EXERCISE REQUIREMENTS -
Please convert the items below into a Markdown table with two columns, Row and Line, giving each line its own numbered row and leaving out blank lines.

EXTRACTED MATERIAL -
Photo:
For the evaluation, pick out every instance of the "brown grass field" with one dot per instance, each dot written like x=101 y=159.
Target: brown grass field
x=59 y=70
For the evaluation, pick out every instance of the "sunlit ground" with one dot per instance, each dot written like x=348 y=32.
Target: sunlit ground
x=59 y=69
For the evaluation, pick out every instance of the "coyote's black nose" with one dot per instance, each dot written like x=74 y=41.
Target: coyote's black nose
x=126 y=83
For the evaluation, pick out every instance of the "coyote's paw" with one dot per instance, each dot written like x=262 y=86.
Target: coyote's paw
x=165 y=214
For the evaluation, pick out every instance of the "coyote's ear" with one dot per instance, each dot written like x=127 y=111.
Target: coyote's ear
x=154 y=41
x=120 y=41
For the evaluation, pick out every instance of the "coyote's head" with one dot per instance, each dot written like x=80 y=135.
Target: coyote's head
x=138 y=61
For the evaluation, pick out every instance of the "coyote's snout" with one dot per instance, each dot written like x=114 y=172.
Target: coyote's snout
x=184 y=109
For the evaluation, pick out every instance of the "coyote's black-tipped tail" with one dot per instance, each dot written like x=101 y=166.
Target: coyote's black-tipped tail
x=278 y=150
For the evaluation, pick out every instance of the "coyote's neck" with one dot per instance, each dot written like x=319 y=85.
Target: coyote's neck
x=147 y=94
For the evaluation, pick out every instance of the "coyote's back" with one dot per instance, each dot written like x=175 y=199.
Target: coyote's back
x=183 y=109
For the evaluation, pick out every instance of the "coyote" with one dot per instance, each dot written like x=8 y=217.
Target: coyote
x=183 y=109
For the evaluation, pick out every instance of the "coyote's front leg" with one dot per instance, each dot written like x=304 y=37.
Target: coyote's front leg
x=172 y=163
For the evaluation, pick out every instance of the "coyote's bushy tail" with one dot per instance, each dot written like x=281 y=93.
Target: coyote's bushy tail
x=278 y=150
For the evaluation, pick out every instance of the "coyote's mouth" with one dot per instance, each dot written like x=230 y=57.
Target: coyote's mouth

THE REPLY -
| Row | Line |
|---|---|
| 1 | Photo: |
| 2 | For the evaluation, pick out every instance of the "brown grass field" with one dot per instance, each dot written like x=101 y=159. |
| 3 | Target: brown grass field |
| 4 | x=59 y=70 |
| 5 | For the evaluation, pick out every instance of the "sunlit ground" with one dot per instance, each dot written like x=348 y=32. |
| 6 | Target: sunlit ground |
| 7 | x=59 y=69 |
| 8 | For the evaluation, pick out every instance of the "coyote's black nose" with one dot per instance, each dot written like x=74 y=41. |
| 9 | Target: coyote's black nose |
| 10 | x=126 y=83 |
| 11 | For the evaluation, pick out every instance of the "coyote's paw" with one dot per instance, each dot written like x=262 y=86. |
| 12 | Target: coyote's paw |
| 13 | x=165 y=214 |
| 14 | For the evaluation, pick out every instance of the "coyote's ear" with one dot per instance, each dot written like x=127 y=111. |
| 15 | Target: coyote's ear |
| 16 | x=154 y=41 |
| 17 | x=120 y=41 |
| 18 | For the evaluation, pick out every instance of the "coyote's head" with one dot per instance, each dot written like x=80 y=135. |
| 19 | Target: coyote's head |
| 20 | x=138 y=61 |
| 21 | For the evaluation, pick out every instance of the "coyote's snout" with one dot per instance, each dot written like x=114 y=172. |
| 22 | Target: coyote's snout |
| 23 | x=184 y=109 |
| 24 | For the evaluation, pick out every instance of the "coyote's black-tipped tail" with one dot per instance, each dot written like x=101 y=166. |
| 25 | Target: coyote's black-tipped tail |
| 26 | x=278 y=150 |
| 27 | For the evaluation, pick out every instance of the "coyote's neck" with one dot per instance, each dot written like x=319 y=85. |
| 28 | Target: coyote's neck |
| 29 | x=147 y=94 |
| 30 | For the evaluation, pick out every instance of the "coyote's back" with one dot per instance, each dot written like x=175 y=199. |
| 31 | Target: coyote's back |
| 32 | x=183 y=109 |
| 33 | For the evaluation, pick out every instance of the "coyote" with one dot per instance, each dot written like x=8 y=217. |
| 34 | Target: coyote |
| 35 | x=183 y=109 |
| 36 | For the evaluation, pick out every instance of the "coyote's front leg" with one dot per instance, each dot written like x=304 y=37. |
| 37 | Target: coyote's front leg |
| 38 | x=172 y=163 |
| 39 | For the evaluation, pick out every instance of the "coyote's bushy tail" with one dot per instance, each dot written like x=281 y=93. |
| 40 | Target: coyote's bushy tail |
| 41 | x=278 y=150 |
| 42 | For the evaluation, pick out every instance of the "coyote's mouth" with one dot per instance, each dot written like x=230 y=57. |
| 43 | Target: coyote's mouth |